→ **Exercise goal**:
Reproduce exactly the lines below, from the first through the one containing "Target: shower door frame", and nothing more.

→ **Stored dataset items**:
BEGIN
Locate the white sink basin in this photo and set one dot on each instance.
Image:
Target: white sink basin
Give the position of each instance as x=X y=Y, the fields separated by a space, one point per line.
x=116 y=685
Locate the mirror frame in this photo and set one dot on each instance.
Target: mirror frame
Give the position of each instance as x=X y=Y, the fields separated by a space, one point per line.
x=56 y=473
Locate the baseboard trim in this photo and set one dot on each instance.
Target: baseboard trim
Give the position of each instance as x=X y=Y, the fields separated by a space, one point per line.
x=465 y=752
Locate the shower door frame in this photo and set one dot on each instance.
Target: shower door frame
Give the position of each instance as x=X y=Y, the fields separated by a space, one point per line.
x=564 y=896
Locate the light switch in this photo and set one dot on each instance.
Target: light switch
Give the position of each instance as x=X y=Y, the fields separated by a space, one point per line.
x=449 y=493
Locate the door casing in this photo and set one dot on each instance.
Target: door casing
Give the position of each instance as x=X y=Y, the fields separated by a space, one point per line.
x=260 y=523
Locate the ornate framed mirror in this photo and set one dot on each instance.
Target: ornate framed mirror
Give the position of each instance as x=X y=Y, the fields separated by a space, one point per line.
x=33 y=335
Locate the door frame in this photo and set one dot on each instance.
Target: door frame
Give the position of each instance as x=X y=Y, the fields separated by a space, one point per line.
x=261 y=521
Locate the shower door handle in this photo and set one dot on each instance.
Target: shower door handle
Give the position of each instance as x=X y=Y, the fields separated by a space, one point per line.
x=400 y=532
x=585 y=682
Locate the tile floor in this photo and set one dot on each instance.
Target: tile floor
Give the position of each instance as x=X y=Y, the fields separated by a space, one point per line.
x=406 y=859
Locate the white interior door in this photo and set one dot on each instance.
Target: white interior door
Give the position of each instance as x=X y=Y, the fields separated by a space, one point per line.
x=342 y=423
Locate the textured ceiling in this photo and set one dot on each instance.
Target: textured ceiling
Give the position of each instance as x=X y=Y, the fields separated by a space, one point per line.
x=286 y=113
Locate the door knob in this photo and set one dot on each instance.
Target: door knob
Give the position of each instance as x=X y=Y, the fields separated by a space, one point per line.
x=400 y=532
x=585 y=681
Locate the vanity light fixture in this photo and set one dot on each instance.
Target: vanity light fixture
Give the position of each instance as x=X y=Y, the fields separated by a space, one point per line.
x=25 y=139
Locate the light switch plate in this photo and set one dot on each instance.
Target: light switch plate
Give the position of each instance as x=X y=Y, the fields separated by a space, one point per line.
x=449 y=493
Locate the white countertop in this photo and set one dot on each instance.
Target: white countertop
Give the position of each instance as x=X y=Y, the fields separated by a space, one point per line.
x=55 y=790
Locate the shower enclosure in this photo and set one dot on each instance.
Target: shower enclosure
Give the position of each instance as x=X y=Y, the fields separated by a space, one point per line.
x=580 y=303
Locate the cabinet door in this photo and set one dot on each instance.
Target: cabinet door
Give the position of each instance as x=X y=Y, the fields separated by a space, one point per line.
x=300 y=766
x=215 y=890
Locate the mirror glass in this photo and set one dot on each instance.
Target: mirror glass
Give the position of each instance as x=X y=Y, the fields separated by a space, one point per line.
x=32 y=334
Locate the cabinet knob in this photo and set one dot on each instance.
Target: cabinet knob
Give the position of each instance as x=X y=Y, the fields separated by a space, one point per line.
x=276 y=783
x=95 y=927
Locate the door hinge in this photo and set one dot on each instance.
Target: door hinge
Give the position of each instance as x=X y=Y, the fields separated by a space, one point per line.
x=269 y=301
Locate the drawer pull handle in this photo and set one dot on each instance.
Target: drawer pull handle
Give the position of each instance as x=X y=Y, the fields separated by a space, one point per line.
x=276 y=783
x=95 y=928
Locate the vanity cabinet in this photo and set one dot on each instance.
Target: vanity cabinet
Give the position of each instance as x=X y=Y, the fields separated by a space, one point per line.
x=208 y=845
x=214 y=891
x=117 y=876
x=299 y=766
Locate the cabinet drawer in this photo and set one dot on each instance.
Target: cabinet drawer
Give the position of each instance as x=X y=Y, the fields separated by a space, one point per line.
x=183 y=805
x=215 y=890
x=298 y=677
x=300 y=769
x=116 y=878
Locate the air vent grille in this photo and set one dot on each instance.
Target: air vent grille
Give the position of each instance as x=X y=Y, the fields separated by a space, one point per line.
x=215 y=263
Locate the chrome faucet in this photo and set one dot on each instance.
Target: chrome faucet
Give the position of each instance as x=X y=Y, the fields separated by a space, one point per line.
END
→ **Response to this task**:
Locate the white sink basin in this photo and set one dot on each instance.
Image:
Target: white sink basin
Give the position of each instance as x=X y=Y, the fields separated by a space, one point per line.
x=116 y=685
Locate the mirror frame in this photo and set one dot on each instance.
Target: mirror frame
Give the position of each instance as x=X y=Y, the fields separated by a space, one point per line.
x=56 y=473
Locate the baseboard trim in this photo and set one dot on each instance.
Target: baseboard trim
Give the position of each instance as x=X y=Y, the fields separated by a space, one point per line.
x=465 y=752
Locate the shower door frame in this photo and set one dot on each instance.
Target: shower door frame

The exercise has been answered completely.